■ **Task objective**: Please print the lines below without any change, starting with the line that contains "Q: Provide one point on every instance of the green tractor" and going on through the final line.

■ **Data excerpts**:

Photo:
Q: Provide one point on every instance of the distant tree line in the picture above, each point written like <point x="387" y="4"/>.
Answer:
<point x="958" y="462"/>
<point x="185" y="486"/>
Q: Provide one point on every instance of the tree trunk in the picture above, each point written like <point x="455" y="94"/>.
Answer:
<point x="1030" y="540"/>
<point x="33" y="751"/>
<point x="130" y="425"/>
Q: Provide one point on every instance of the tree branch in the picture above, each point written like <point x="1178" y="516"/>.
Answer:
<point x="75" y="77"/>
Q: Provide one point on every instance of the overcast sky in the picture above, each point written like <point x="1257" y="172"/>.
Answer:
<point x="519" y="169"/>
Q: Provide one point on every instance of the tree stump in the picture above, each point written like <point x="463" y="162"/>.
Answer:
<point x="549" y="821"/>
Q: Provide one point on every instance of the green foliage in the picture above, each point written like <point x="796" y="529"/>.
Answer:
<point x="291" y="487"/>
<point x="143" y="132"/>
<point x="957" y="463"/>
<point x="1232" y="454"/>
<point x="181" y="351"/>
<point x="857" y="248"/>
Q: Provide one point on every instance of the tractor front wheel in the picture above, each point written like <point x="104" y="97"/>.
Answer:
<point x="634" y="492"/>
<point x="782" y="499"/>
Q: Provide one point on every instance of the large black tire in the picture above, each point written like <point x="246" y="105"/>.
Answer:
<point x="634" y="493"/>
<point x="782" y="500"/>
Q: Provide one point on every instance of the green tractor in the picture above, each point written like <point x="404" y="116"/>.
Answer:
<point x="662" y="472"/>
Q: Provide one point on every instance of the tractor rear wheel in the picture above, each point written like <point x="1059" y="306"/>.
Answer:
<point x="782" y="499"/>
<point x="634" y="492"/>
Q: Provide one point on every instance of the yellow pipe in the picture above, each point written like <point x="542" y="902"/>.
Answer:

■ **Exercise solution**:
Q: Provide one point on every instance of the green tractor in the picture above, each point written like <point x="404" y="116"/>.
Answer:
<point x="662" y="472"/>
Q: Provide one point on every instance of the tractor rear wheel in the picture above, each point written like <point x="1059" y="306"/>.
Answer:
<point x="782" y="499"/>
<point x="634" y="492"/>
Q: Provide one point on every instance of the yellow pipe in the picture above, each point written like <point x="542" y="902"/>.
Answer:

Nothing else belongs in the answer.